##### Extract provided

The facility was founded by public subscription for "private and pauper lunatics" and opened as the Northampton General Lunatic Asylum on 1 August 1838. Thomas Octavius Prichard was appointed as the hospital's first medical superintendent: he was one of the pioneers of "moral management", the humane treatment of the mentally ill. The chapel was designed by Sir George Gilbert Scott and opened in 1863.

It became St Andrew's Hospital for Mental Diseases in the 1930s and elected to remain a charity rather than joining the National Health Service in 1948.

==Controversies==
=== Dispatches exposure ===
In 2017, Channel 4 Dispatches aired Under Lock and Key, which highlighted that people with learning disabilities and autism were being kept in secure hospitals, in concerning conditions. The show detailed the experiences of several former patients at St Andrew's Hospital. Concerns included the use of restraint, seclusion and frequent sedation, with one patient remaining mostly in segregation for 22 months, in a room with minimal natural light. It was also revealed that four patients had died on one ward between October 2010 and May 2011 and that all had been prescribed Clozapine. Information that highlighted the role of the use of Clozapine in the deaths of these patients was not shared with the coroner at the initial inquest into one of the deaths. After the programme's broadcast, St Andrew's issued a statement refuting the allegations that appeared in the programme.

===Girls on the Edge===
In 2018 the Child and Adolescent Mental Health Services at the hospital was featured in a BBC Two documentary entitled Girls on the Edge. The programme followed three families whose adolescent daughters had been sectioned under the Mental Health Act 1983 to protect them from harming themselves. The film, made by Dragonfly Film and Television, won a Mind Media Award.

=== Walsall Council legal action ===
In 2018, the father of a girl who has autism and anxiety won a court case against Walsall Council, who had sought to prevent him from publicising details of the conditions his daughter was being detained under, in St Andrew's Hospital. His daughter was being kept in a 12 ft by 10 ft room, with a mattress and chair, with family members being forced to communicate with her via a hole in the metal door, which she was also being fed through. An earlier assessment had concluded that "the current setting is not able to satisfactorily meet her individual care needs" and a recommendation was made suggesting she be moved to a residential setting in the community with high support, but she continued to remain in the conditions, whilst her father was forced to defend legal action taken by Walsall Council to stop him publicly discussing his daughter and the conditions she was being detained under, at St Andrew's Hospital.

##########
##### Source data

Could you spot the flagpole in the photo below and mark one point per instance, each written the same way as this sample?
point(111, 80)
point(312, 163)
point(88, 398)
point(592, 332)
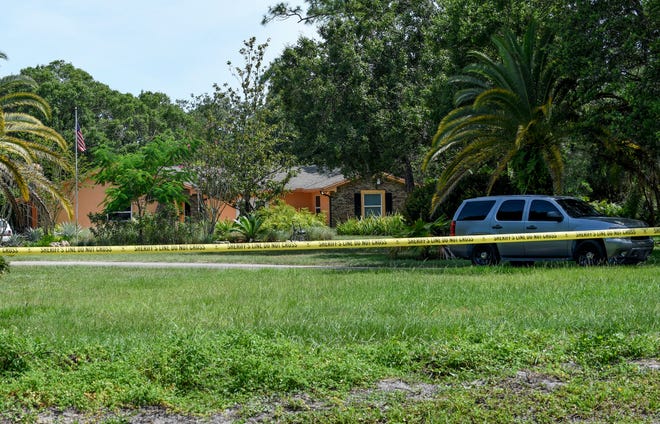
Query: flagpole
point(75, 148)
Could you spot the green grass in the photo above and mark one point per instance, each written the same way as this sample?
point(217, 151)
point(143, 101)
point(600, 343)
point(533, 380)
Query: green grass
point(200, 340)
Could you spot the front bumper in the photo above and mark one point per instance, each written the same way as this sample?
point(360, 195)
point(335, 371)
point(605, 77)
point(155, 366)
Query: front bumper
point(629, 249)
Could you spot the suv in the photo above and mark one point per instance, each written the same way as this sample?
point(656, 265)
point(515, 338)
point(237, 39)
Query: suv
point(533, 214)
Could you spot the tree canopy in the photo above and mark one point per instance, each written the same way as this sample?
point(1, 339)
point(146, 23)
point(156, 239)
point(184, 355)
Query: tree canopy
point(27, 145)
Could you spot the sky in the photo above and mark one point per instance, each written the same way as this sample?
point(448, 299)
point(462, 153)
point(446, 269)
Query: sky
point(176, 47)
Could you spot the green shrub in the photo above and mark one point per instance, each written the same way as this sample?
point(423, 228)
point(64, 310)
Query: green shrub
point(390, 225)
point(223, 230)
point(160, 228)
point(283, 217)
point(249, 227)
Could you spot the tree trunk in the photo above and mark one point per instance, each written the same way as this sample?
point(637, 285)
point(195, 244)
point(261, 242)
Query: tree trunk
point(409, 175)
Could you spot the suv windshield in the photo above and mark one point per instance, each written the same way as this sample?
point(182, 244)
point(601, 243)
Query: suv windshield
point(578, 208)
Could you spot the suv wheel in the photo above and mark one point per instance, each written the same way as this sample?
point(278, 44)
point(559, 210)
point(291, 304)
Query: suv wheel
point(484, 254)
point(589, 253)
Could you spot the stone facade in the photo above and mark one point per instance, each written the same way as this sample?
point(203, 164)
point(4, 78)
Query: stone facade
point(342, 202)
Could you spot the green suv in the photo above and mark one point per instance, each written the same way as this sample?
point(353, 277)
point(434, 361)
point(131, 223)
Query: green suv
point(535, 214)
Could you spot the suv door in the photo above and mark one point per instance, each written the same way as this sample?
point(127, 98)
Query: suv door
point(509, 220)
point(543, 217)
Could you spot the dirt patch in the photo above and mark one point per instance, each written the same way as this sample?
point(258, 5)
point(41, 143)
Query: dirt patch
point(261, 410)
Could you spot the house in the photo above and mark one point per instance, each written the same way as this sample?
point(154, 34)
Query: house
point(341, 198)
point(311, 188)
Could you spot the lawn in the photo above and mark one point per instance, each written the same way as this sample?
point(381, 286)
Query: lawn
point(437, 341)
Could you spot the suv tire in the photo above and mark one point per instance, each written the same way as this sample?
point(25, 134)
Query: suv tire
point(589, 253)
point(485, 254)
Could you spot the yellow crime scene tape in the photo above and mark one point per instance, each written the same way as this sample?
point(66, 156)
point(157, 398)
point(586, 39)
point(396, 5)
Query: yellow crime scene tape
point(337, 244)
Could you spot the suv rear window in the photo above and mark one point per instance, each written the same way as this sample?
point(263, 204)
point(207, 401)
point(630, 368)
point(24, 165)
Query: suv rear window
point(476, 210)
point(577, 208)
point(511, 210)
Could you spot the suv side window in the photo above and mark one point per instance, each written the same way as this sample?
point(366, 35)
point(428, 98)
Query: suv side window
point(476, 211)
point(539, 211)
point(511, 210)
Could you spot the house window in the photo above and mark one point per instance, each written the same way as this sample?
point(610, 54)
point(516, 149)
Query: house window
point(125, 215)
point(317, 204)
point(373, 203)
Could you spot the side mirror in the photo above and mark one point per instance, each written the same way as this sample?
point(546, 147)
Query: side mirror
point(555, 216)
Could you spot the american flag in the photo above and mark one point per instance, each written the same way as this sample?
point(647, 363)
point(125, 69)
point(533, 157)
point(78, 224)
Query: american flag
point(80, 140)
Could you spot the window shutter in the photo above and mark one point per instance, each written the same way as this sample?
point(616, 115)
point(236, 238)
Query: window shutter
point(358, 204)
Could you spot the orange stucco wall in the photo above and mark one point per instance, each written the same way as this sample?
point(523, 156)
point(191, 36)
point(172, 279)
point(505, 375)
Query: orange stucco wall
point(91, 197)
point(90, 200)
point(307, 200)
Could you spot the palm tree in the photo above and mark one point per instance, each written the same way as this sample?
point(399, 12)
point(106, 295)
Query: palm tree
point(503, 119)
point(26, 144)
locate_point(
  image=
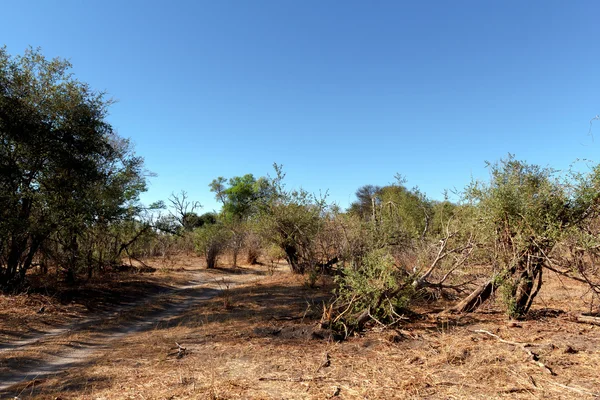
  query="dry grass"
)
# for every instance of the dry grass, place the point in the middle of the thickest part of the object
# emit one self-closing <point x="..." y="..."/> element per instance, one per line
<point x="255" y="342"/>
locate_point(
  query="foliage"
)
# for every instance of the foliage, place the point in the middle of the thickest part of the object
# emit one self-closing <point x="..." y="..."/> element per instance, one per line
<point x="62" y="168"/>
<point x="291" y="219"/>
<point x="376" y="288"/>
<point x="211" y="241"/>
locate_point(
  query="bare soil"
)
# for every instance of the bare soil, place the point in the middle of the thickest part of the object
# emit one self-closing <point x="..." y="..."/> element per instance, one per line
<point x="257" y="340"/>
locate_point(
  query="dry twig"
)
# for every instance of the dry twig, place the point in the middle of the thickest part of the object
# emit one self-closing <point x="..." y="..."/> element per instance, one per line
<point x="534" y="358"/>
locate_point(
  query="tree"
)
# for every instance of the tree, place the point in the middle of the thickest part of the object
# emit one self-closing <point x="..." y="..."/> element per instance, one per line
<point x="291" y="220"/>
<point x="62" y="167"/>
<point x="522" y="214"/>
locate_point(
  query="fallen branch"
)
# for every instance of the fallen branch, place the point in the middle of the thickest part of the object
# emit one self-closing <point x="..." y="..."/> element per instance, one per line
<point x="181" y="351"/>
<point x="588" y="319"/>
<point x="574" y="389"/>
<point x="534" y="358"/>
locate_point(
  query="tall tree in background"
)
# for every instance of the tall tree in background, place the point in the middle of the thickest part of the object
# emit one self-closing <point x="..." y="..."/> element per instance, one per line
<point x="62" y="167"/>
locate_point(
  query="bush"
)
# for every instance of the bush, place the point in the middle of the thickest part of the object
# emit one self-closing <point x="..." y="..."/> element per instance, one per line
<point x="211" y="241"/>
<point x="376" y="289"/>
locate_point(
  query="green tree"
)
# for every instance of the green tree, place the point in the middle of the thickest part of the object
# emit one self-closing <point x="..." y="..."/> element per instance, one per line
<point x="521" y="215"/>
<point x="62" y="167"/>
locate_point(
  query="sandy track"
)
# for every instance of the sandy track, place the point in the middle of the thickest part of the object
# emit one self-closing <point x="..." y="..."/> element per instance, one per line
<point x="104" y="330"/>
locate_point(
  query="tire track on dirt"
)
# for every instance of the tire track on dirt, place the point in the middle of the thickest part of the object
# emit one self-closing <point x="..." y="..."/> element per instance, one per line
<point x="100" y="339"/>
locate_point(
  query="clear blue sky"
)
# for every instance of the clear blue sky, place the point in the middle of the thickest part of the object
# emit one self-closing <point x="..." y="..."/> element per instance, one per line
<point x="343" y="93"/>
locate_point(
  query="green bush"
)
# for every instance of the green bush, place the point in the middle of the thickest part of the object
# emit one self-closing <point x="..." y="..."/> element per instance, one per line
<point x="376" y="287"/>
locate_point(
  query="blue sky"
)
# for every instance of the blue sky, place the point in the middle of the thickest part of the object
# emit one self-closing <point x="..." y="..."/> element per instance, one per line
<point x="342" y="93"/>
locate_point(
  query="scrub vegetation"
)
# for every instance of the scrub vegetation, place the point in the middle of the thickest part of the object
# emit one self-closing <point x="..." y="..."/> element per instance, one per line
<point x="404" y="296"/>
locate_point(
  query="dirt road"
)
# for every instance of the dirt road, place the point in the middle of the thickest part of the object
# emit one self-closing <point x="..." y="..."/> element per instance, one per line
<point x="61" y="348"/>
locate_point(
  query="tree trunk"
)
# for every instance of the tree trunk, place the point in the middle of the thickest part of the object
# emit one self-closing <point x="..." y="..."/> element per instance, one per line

##########

Directions for this task:
Please mark each statement yes or no according to the St Andrew's Hospital text above, and quote the words from it that decide each one. (a) The chapel designed by Sir George Gilbert Scott opened in 1838. (b) The hospital chose to stay a charity instead of joining the National Health Service in 1948. (c) Girls on the Edge followed four families.

Reply:
(a) No: "The chapel was designed by Sir George Gilbert Scott and opened in 1863."
(b) Yes: "elected to remain a charity rather than joining the National Health Service in 1948."
(c) No: "The programme followed three families"